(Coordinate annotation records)
--------

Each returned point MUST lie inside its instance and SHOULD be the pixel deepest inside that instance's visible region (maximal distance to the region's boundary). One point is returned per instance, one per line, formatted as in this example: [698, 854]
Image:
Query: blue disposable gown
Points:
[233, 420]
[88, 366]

--------

→ Problem requirements: Can you reproduce every one of the lines above, character for character?

→ Task solution:
Each returned point MUST lie inside its instance and SHOULD be the pixel deepest inside that instance's visible region (maximal distance to the region's boundary). One point is returned per instance, one per line, formatted as in this example: [698, 854]
Image:
Query: blue disposable gown
Points:
[233, 420]
[88, 366]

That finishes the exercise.